• **ASSIGNED TASK**:
Reproduce only the lines below from the line containing "Phrase: textured ceiling" to the line containing "Phrase: concrete pillar", exactly as written, with both end lines kept. Omit the pictures.

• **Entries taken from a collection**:
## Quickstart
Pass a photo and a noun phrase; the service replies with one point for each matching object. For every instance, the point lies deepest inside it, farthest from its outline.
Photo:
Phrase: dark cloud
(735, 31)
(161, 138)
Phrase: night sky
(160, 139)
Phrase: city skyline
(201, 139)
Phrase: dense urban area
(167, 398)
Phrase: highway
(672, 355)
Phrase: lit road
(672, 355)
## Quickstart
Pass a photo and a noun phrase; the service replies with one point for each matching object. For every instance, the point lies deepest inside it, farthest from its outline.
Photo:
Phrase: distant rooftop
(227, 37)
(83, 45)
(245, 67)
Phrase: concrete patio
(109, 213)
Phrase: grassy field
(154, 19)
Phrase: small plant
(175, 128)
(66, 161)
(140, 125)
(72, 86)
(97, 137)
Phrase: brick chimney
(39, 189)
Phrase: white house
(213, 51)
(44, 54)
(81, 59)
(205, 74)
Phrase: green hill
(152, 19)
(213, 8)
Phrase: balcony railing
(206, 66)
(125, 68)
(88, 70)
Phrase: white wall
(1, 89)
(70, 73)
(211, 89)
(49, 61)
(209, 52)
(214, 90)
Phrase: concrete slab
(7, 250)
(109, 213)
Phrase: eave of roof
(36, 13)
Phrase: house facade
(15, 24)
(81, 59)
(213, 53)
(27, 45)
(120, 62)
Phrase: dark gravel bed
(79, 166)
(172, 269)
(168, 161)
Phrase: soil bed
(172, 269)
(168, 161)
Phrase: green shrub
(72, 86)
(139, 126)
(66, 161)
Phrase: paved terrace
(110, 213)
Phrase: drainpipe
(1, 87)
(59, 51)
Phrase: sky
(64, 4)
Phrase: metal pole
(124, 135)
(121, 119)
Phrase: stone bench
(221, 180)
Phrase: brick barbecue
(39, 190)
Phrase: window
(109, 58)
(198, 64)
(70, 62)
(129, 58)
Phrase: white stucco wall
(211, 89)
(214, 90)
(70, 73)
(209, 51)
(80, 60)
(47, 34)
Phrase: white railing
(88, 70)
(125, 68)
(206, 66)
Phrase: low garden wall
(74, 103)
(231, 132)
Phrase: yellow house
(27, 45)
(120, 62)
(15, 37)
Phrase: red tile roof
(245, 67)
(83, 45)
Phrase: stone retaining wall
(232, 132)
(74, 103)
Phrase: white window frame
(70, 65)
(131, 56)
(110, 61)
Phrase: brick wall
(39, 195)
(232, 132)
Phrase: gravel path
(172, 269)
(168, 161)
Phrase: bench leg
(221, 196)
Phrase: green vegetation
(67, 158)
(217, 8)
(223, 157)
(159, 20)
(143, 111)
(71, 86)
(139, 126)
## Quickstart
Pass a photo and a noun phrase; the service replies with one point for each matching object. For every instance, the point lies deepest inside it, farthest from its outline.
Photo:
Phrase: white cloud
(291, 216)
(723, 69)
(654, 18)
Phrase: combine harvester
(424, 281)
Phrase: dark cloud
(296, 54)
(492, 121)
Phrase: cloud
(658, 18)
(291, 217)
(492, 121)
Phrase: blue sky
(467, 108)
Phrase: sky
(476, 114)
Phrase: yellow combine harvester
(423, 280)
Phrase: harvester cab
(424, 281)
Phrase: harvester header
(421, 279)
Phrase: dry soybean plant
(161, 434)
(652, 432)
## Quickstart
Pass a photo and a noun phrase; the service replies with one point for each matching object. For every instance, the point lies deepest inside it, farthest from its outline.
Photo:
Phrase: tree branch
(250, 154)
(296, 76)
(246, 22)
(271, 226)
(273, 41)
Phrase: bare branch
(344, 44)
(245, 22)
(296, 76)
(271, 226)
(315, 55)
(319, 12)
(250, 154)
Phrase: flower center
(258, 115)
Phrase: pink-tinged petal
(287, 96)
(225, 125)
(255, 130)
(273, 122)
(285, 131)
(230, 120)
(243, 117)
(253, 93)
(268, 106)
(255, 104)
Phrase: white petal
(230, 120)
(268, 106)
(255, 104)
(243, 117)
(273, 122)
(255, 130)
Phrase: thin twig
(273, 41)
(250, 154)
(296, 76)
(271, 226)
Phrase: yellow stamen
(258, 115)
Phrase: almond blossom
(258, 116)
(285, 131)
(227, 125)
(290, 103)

---

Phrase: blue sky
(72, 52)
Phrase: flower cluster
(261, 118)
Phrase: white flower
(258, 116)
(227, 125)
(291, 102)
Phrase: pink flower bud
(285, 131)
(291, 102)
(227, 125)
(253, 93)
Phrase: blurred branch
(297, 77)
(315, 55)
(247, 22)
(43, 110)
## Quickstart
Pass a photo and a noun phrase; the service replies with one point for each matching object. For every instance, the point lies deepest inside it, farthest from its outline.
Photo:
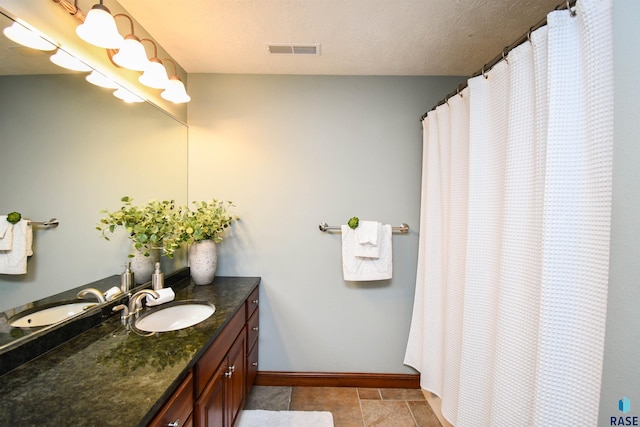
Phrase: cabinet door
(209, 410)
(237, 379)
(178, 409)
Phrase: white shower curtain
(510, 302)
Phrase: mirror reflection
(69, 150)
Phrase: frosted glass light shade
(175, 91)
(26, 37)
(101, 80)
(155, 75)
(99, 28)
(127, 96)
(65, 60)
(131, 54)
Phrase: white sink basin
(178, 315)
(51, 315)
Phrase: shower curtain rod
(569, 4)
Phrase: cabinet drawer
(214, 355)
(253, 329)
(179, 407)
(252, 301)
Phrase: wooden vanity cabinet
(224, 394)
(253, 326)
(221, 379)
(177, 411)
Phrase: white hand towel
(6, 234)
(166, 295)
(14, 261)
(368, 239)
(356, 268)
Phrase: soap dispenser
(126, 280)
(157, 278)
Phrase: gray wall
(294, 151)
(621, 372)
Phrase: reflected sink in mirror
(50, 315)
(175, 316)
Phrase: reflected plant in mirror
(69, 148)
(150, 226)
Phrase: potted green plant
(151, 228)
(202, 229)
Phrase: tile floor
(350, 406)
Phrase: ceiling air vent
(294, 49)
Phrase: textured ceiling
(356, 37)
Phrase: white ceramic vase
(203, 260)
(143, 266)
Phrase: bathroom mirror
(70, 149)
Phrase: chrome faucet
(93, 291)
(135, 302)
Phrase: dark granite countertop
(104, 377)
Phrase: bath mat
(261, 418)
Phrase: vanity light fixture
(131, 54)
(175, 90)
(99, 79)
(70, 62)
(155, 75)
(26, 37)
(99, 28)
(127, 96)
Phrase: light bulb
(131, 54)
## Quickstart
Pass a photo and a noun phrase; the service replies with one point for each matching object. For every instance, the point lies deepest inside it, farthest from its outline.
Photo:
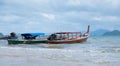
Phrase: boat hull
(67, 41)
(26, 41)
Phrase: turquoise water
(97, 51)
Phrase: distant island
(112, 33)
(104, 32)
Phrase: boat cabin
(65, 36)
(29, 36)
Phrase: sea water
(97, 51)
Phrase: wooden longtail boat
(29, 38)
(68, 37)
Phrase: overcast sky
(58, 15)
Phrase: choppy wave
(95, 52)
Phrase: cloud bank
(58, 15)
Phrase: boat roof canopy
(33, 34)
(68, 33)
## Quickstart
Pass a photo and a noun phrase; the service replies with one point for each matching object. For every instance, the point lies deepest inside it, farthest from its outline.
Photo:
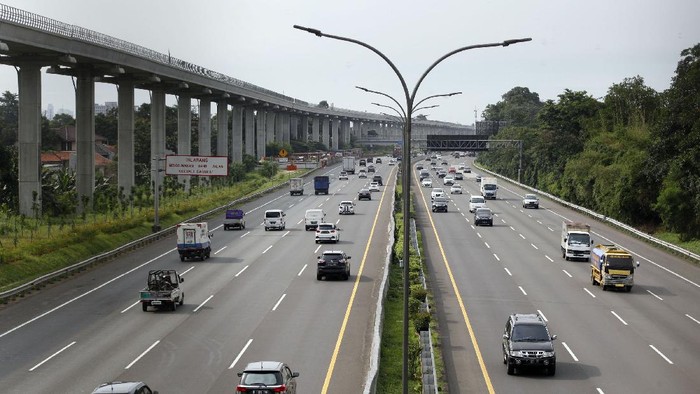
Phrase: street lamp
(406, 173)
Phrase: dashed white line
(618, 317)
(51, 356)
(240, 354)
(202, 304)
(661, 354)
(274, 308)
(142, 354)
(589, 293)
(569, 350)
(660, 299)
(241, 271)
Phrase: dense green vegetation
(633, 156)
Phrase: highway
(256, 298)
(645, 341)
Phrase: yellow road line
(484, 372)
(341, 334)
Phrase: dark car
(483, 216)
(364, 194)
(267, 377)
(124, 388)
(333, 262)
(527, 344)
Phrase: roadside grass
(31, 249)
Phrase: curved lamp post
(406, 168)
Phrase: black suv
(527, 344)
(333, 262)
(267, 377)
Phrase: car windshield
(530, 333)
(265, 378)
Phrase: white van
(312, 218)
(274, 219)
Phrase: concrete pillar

• **ANSWER AREA**:
Phrase: textured ceiling
(356, 37)
Phrase: white ceramic vase
(203, 260)
(143, 266)
Phrase: bathroom mirror
(70, 149)
Phrase: chrome faucet
(93, 291)
(135, 302)
Phrase: dark granite countertop
(104, 377)
Phrase: bath mat
(261, 418)
Phrase: vanity light fixture
(131, 54)
(175, 90)
(99, 79)
(70, 62)
(155, 75)
(26, 37)
(99, 28)
(127, 96)
Phrase: light bulb
(131, 54)
## Quickstart
Pass a photo and a noun phrase; the service replies with one point for each matching object. For every instance, the point lies deepest inside it, farthest from its outline.
Photo:
Phrase: boat hull
(67, 41)
(26, 41)
Phrase: turquoise water
(97, 51)
Phrase: distant island
(112, 33)
(104, 32)
Phrase: boat cabin
(65, 36)
(29, 36)
Phrase: sea water
(97, 51)
Phrase: wooden longtail boat
(29, 38)
(68, 37)
Phrase: overcast sky
(58, 15)
Phrase: choppy wave
(95, 52)
Phrase: cloud bank
(58, 15)
Phrase: boat roof canopy
(33, 34)
(68, 33)
## Quickstart
Pass a photo and a noun phrase; the service replies with one point for each matching object. For every instance, the point lies deepest inside it, farthest from its outline.
Photo:
Phrase: street lamp
(406, 173)
Phrase: dashed white line
(618, 317)
(51, 356)
(240, 354)
(202, 304)
(661, 354)
(274, 308)
(142, 354)
(589, 293)
(569, 350)
(660, 299)
(241, 271)
Phrase: dense green vegetation
(633, 156)
Phrase: highway
(256, 298)
(645, 341)
Phrase: yellow road line
(484, 372)
(341, 334)
Phrase: dark car
(483, 216)
(364, 194)
(267, 377)
(124, 388)
(333, 262)
(527, 344)
Phrase: roadside grass
(31, 249)
Phrase: curved lamp post
(406, 168)
Phrase: black suv
(527, 344)
(333, 262)
(267, 377)
Phrase: car windshield
(530, 333)
(265, 378)
Phrase: white van
(312, 218)
(274, 219)
Phrase: concrete pillar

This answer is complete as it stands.